*** Task input
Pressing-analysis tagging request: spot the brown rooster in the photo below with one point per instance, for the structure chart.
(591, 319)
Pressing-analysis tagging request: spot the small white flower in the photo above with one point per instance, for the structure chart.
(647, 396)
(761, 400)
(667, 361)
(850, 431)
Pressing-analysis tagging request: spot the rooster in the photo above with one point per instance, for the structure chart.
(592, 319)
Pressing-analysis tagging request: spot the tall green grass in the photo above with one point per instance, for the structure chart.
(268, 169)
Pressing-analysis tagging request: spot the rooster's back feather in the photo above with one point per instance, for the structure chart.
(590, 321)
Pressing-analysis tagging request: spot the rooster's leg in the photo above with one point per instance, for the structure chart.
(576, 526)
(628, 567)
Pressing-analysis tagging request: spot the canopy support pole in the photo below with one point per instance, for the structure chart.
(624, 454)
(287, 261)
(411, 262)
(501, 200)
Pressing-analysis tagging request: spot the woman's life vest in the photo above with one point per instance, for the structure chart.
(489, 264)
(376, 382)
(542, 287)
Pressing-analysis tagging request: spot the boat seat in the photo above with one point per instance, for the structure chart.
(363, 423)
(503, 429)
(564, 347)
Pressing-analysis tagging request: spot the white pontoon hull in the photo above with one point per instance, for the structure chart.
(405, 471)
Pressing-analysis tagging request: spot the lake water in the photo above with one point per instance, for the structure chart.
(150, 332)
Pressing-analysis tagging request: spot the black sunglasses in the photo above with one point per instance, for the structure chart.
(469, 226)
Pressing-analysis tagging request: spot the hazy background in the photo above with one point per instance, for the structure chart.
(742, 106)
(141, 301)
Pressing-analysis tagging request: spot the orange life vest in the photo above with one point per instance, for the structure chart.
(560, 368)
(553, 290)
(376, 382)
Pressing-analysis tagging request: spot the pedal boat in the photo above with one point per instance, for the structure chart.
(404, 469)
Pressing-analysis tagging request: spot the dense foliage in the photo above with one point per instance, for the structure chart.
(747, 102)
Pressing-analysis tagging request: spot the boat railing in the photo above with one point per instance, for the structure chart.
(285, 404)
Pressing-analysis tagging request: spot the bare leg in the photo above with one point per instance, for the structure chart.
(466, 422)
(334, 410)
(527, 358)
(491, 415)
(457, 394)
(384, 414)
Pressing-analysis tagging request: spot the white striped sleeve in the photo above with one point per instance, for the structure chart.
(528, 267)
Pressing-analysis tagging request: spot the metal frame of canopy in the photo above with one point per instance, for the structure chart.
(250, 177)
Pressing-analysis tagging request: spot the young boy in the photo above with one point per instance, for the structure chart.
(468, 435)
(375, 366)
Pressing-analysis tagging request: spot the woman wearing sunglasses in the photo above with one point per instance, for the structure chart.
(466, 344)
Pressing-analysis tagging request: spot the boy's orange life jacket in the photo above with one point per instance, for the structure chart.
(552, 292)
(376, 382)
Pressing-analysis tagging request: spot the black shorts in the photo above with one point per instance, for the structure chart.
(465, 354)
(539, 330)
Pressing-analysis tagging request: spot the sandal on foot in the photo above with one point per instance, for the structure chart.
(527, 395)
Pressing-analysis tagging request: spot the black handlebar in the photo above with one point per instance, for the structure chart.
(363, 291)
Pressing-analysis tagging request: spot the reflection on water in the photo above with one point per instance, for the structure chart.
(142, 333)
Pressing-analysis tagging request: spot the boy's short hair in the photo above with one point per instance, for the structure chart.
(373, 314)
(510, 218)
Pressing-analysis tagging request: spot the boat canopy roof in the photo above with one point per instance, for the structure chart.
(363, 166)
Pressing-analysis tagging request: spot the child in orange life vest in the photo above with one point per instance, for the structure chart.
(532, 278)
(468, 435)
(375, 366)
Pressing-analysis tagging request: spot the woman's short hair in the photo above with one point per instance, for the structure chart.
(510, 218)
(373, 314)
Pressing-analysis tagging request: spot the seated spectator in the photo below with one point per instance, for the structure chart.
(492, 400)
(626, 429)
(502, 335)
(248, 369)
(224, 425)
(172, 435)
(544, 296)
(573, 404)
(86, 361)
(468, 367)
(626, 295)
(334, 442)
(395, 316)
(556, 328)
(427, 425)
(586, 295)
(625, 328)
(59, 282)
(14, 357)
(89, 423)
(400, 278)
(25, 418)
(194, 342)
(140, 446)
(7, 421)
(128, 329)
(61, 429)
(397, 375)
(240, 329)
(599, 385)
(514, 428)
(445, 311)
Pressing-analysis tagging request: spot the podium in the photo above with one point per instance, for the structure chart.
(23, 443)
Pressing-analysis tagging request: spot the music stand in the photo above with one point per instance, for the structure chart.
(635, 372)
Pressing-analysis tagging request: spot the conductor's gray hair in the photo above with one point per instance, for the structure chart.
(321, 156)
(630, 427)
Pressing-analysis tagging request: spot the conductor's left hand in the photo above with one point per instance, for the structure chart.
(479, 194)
******
### [Directive]
Output only the lines from the one holding "Pressing-analysis tagging request: spot the boat canopy" through the last line above, exactly as they appear.

### [Result of the task]
Pressing-analysis tagging request: spot the boat canopy roof in the photo above with one point per instance, for the structure chart.
(363, 166)
Pressing-analysis tagging request: spot the child in orange life vest in the photo above with one point per instance, for the structure chart.
(532, 278)
(468, 435)
(375, 366)
Pressing-analysis tagging request: spot the woman's short hair in the photo above with one point per instance, for the structure chart.
(510, 218)
(373, 314)
Pressing-analysis tagging request: spot the seated spectator in the photo below with one point per instance, for the structure chart.
(492, 400)
(626, 429)
(502, 335)
(248, 369)
(224, 425)
(172, 435)
(544, 296)
(573, 404)
(86, 361)
(468, 367)
(626, 295)
(334, 442)
(395, 316)
(556, 328)
(427, 425)
(586, 295)
(625, 328)
(59, 282)
(14, 357)
(89, 423)
(400, 278)
(25, 418)
(194, 342)
(140, 446)
(7, 421)
(128, 329)
(61, 429)
(397, 375)
(240, 329)
(599, 385)
(514, 428)
(445, 311)
Pressing-analysis tagging request: spot the podium in the photo above with one point per instance, for the structure chart.
(23, 443)
Pressing-analysis tagging request: spot the music stand in the photo above with one point per instance, for the structure chart.
(635, 372)
Pressing-analysis tagging request: spot the conductor's gray hair in the photo above with one point per instance, for the structure chart.
(321, 156)
(630, 427)
Pressing-analysis tagging request: spot the conductor's left hand in the photo above with one point per instance, for the structure chart.
(479, 194)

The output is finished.